* Request:
Starting at the line that contains "Give one point for each instance of the blonde hair" and ending at the last line of the data, put those lines into a JSON list of strings, one string per line, skipping any blank lines. Leave out the pictures.

* Location identification items:
— Start —
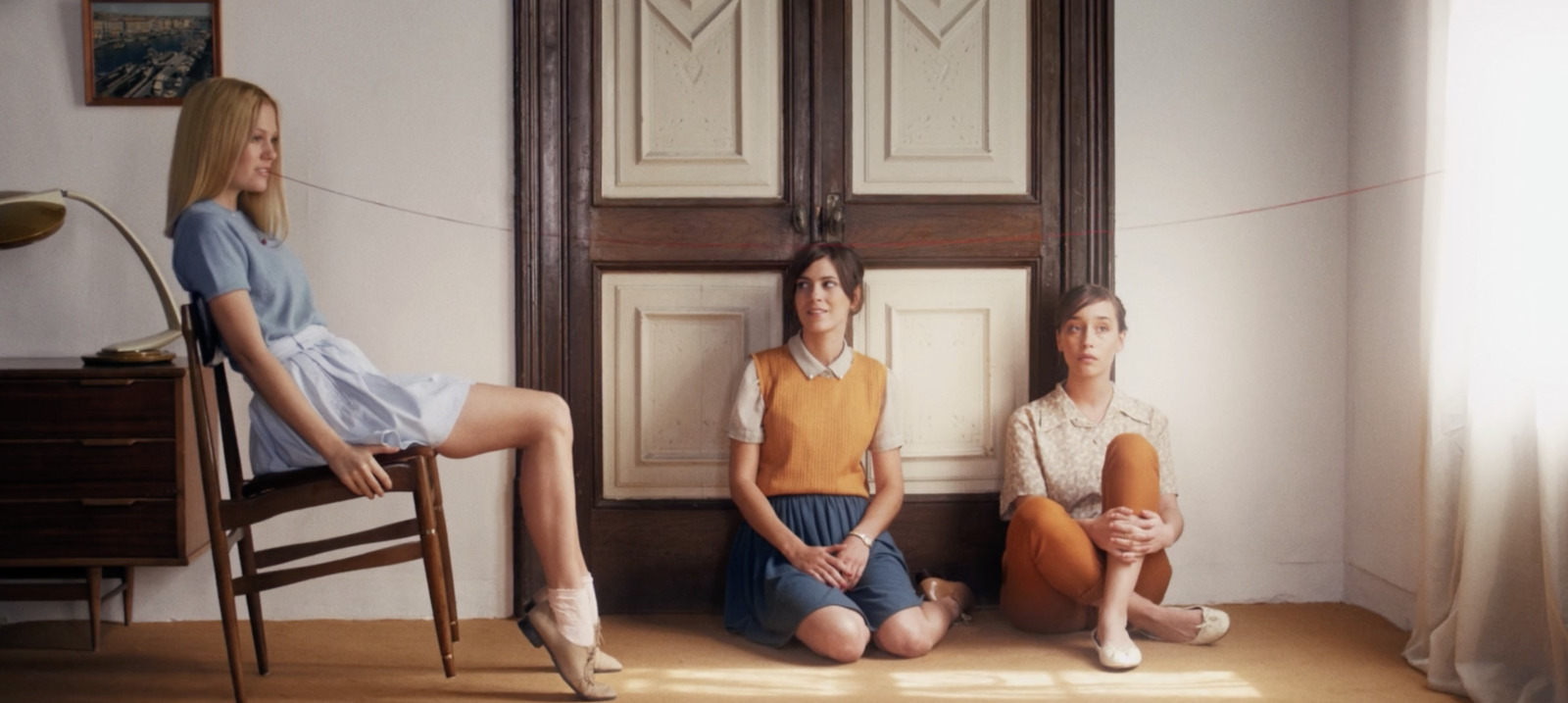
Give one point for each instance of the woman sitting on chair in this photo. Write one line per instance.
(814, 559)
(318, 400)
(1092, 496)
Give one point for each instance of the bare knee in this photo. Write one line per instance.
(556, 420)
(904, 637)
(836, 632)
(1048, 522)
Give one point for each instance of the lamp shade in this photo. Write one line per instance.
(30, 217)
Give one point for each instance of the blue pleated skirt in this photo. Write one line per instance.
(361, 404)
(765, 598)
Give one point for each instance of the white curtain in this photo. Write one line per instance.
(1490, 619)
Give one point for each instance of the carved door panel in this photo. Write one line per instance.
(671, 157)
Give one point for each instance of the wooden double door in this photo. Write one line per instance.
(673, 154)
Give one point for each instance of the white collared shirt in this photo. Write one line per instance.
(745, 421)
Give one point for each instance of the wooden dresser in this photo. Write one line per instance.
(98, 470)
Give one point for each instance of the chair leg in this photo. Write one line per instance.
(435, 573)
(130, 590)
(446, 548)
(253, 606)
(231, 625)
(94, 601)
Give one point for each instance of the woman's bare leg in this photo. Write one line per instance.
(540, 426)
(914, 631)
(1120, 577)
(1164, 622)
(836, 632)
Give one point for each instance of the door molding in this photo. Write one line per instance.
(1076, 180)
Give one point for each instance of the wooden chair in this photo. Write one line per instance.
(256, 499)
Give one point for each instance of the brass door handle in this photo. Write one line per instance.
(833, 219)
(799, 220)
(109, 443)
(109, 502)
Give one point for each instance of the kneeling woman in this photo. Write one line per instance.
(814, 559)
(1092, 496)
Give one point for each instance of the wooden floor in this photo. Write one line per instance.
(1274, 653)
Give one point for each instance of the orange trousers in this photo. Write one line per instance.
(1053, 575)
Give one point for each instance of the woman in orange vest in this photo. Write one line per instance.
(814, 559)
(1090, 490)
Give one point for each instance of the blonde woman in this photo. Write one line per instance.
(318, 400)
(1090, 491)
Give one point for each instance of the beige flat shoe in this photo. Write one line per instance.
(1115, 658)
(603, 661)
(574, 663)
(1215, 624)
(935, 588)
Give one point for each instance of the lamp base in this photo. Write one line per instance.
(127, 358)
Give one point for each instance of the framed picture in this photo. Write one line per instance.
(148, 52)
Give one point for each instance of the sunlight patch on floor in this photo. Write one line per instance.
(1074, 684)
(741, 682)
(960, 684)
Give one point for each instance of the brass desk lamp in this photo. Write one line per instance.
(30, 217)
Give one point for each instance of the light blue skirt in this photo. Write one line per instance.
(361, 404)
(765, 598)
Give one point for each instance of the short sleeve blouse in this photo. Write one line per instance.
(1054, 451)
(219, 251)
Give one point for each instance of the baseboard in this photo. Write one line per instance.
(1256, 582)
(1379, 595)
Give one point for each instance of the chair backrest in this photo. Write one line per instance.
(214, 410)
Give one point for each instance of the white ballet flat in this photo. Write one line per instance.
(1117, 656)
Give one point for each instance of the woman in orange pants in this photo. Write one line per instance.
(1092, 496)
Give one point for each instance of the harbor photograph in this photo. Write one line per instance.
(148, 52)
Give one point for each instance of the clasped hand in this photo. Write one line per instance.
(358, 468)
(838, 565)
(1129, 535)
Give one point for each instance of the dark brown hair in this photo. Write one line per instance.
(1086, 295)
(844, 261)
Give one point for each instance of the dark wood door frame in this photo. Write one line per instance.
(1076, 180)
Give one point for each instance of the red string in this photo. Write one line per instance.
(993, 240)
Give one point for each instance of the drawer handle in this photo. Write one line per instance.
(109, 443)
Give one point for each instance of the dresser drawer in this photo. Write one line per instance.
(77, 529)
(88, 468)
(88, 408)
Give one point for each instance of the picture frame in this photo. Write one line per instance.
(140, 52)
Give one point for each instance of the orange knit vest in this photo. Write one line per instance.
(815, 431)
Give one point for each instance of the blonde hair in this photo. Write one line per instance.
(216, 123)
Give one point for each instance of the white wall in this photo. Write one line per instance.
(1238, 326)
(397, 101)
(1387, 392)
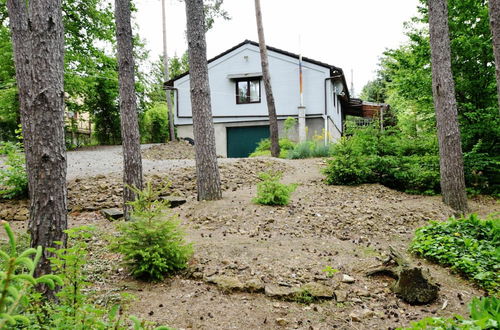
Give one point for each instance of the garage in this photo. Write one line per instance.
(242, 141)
— End —
* Exercise output:
[
  "Give one point for each instance of the blonde hair in this photo. Write one line per instance.",
  "(216, 123)",
  "Give one point for each instance of the white wall in this photo. Write one line per instance.",
  "(1238, 326)",
  "(397, 101)",
  "(1387, 392)",
  "Give one point for each instance of the garage in this photo. Write one line per instance.",
  "(242, 141)"
]